## About this exercise
Please extract each line of the items that contains the word "positive" and list them in the order they appear.

Excerpts from a dataset:
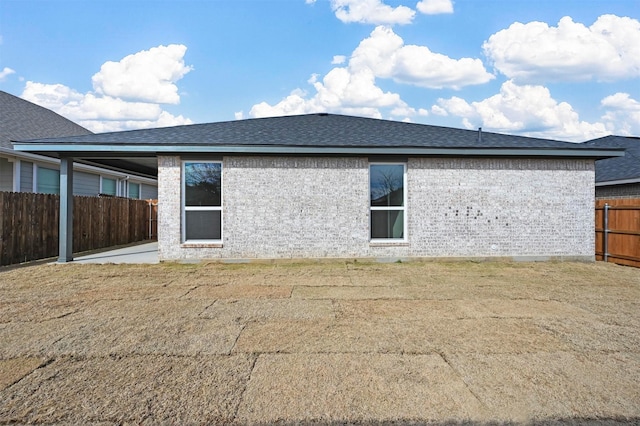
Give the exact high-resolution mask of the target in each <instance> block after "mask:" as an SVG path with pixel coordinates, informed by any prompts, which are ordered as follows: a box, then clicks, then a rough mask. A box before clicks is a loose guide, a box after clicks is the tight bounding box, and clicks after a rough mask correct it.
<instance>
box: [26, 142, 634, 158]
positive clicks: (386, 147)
mask: <svg viewBox="0 0 640 426" xmlns="http://www.w3.org/2000/svg"><path fill="white" fill-rule="evenodd" d="M14 150H15V151H25V152H34V153H37V152H42V153H44V152H47V153H52V152H56V153H58V154H59V155H65V154H68V155H69V156H74V154H81V153H82V154H85V153H86V154H98V153H101V154H120V153H122V154H129V155H130V154H137V155H145V154H147V155H150V156H152V155H153V156H155V155H162V154H168V153H172V154H179V153H189V154H192V153H210V154H281V155H304V154H307V155H419V156H497V157H505V156H506V157H514V156H516V157H574V158H575V157H577V158H595V159H602V158H611V157H622V156H624V151H622V150H619V149H603V148H598V149H569V148H567V149H564V148H560V149H558V148H433V147H429V148H421V147H353V146H342V147H339V146H334V147H332V146H328V147H310V146H277V145H273V146H271V145H181V144H180V145H168V144H167V145H158V144H147V145H90V144H87V145H83V144H74V145H68V144H55V143H44V144H40V143H21V142H17V143H14Z"/></svg>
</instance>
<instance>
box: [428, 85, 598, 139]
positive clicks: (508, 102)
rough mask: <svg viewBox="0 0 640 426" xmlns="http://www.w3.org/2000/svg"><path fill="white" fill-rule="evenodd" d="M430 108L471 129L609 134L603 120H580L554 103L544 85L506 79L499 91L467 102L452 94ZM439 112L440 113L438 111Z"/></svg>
mask: <svg viewBox="0 0 640 426" xmlns="http://www.w3.org/2000/svg"><path fill="white" fill-rule="evenodd" d="M432 111H433V112H434V113H435V111H439V112H440V113H442V111H444V112H446V113H447V114H449V115H454V116H458V117H461V118H462V119H463V121H462V122H463V125H464V126H465V127H467V128H470V129H473V128H477V127H482V128H483V129H485V130H491V131H496V132H506V133H518V134H522V135H526V136H533V137H542V138H553V139H561V140H569V141H575V142H581V141H585V140H588V139H593V138H597V137H601V136H604V135H606V134H608V133H609V132H608V131H607V129H606V127H605V125H604V124H603V123H598V122H596V123H589V122H586V121H580V119H579V116H578V113H577V112H576V111H574V110H573V108H572V107H571V105H569V104H568V103H566V102H557V101H556V100H555V99H553V98H552V97H551V93H550V92H549V90H548V89H547V88H546V87H544V86H534V85H522V86H520V85H517V84H516V83H514V82H513V81H512V80H509V81H507V82H505V83H504V84H503V85H502V87H501V88H500V93H499V94H497V95H494V96H491V97H490V98H487V99H484V100H482V101H480V102H471V103H468V102H466V101H465V100H464V99H461V98H458V97H452V98H450V99H438V105H436V106H434V107H433V108H432ZM441 115H442V114H441Z"/></svg>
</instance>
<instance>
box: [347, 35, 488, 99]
mask: <svg viewBox="0 0 640 426" xmlns="http://www.w3.org/2000/svg"><path fill="white" fill-rule="evenodd" d="M349 66H350V67H351V68H352V69H355V70H358V69H362V68H369V69H371V70H373V72H374V73H375V75H376V76H377V77H380V78H392V79H393V80H394V81H396V82H399V83H407V84H413V85H416V86H420V87H427V88H431V89H441V88H443V87H448V88H453V89H460V88H461V87H463V86H468V85H473V84H483V83H486V82H488V81H490V80H492V79H493V78H494V76H493V75H492V74H490V73H488V72H487V71H486V70H485V68H484V65H482V61H481V60H480V59H472V58H462V59H452V58H449V57H448V56H445V55H442V54H439V53H434V52H431V50H429V48H428V47H426V46H416V45H405V44H404V40H402V38H401V37H400V36H398V35H397V34H395V33H394V32H393V30H392V29H390V28H387V27H383V26H379V27H377V28H375V29H374V30H373V31H372V32H371V35H370V36H369V37H368V38H366V39H364V40H362V42H360V45H359V46H358V47H357V48H356V50H355V51H354V52H353V54H352V55H351V60H350V62H349Z"/></svg>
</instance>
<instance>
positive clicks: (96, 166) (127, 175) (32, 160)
mask: <svg viewBox="0 0 640 426" xmlns="http://www.w3.org/2000/svg"><path fill="white" fill-rule="evenodd" d="M0 153H2V154H6V156H8V157H13V158H15V159H19V160H27V161H31V162H37V163H45V164H51V165H57V166H59V165H60V160H59V159H57V158H51V157H47V156H44V155H38V154H31V153H29V152H23V151H15V150H12V149H6V148H0ZM73 170H77V171H80V172H88V173H93V174H97V175H102V176H107V177H112V178H116V179H123V178H126V177H127V176H128V177H129V180H130V181H134V182H140V183H146V184H149V185H158V180H157V179H151V178H147V177H143V176H138V175H136V174H134V173H133V172H131V173H125V172H117V171H114V170H110V169H104V168H102V167H97V166H90V165H88V164H82V163H76V162H74V163H73Z"/></svg>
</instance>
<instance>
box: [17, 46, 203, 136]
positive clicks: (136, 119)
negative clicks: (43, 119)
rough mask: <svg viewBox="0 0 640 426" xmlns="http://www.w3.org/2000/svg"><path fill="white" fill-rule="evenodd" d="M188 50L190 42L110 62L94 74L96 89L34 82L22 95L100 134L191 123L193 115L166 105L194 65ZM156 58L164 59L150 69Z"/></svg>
mask: <svg viewBox="0 0 640 426" xmlns="http://www.w3.org/2000/svg"><path fill="white" fill-rule="evenodd" d="M185 51H186V47H184V46H178V45H171V46H168V47H164V46H160V47H157V48H152V49H150V50H148V51H142V52H138V53H136V54H134V55H129V56H127V57H126V58H124V59H123V60H122V61H120V62H117V63H116V62H107V63H106V64H104V65H103V66H102V68H101V71H100V72H99V73H97V74H96V75H94V77H93V81H94V88H95V89H96V90H95V92H87V93H80V92H78V91H76V90H74V89H72V88H70V87H68V86H65V85H63V84H44V83H38V82H32V81H28V82H27V83H26V84H25V87H24V90H23V92H22V97H23V98H24V99H26V100H28V101H31V102H34V103H36V104H38V105H41V106H43V107H45V108H48V109H51V110H53V111H55V112H57V113H58V114H60V115H62V116H64V117H67V118H68V119H70V120H72V121H74V122H76V123H78V124H80V125H81V126H84V127H86V128H88V129H90V130H92V131H94V132H105V131H118V130H131V129H140V128H149V127H166V126H177V125H182V124H191V123H192V121H191V120H190V119H188V118H185V117H183V116H182V115H178V116H176V115H173V114H171V113H169V112H167V111H164V110H163V109H162V108H161V106H160V103H178V102H179V100H180V98H179V95H178V91H177V86H176V85H175V84H174V83H175V81H177V80H179V79H180V78H181V76H182V75H184V74H185V73H186V72H188V71H189V70H190V69H191V67H186V66H185V65H184V62H183V60H182V55H184V52H185ZM171 58H172V59H171ZM152 59H157V61H158V62H157V63H155V65H154V67H155V68H156V69H155V70H154V71H152V72H149V67H150V62H149V61H150V60H152ZM120 73H122V74H120ZM129 74H131V75H129ZM127 85H129V86H127ZM125 86H127V87H125ZM153 90H155V94H153V95H152V94H151V92H152V91H153Z"/></svg>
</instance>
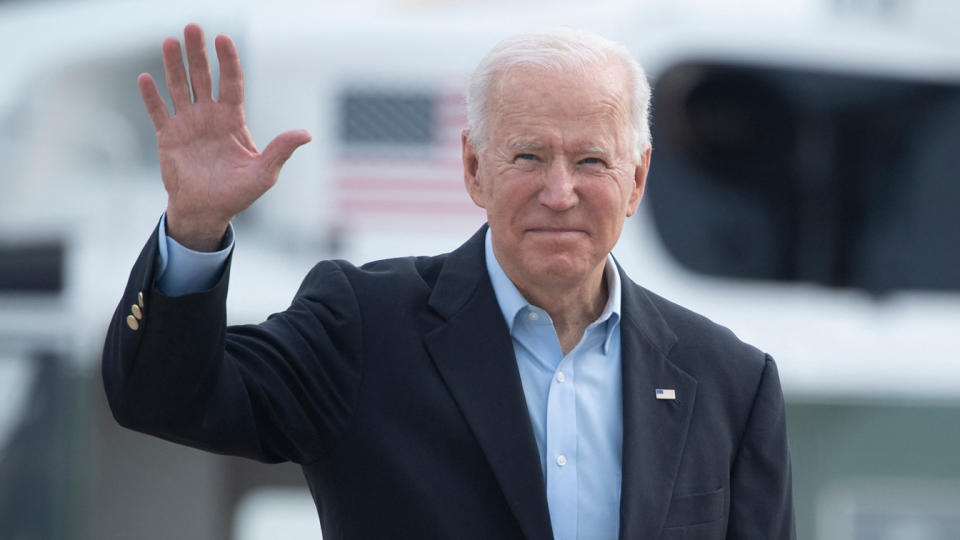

## Written response
positive clicks: (386, 147)
positive clicks: (508, 102)
positive clicks: (96, 166) (127, 175) (32, 160)
positive clicks: (136, 119)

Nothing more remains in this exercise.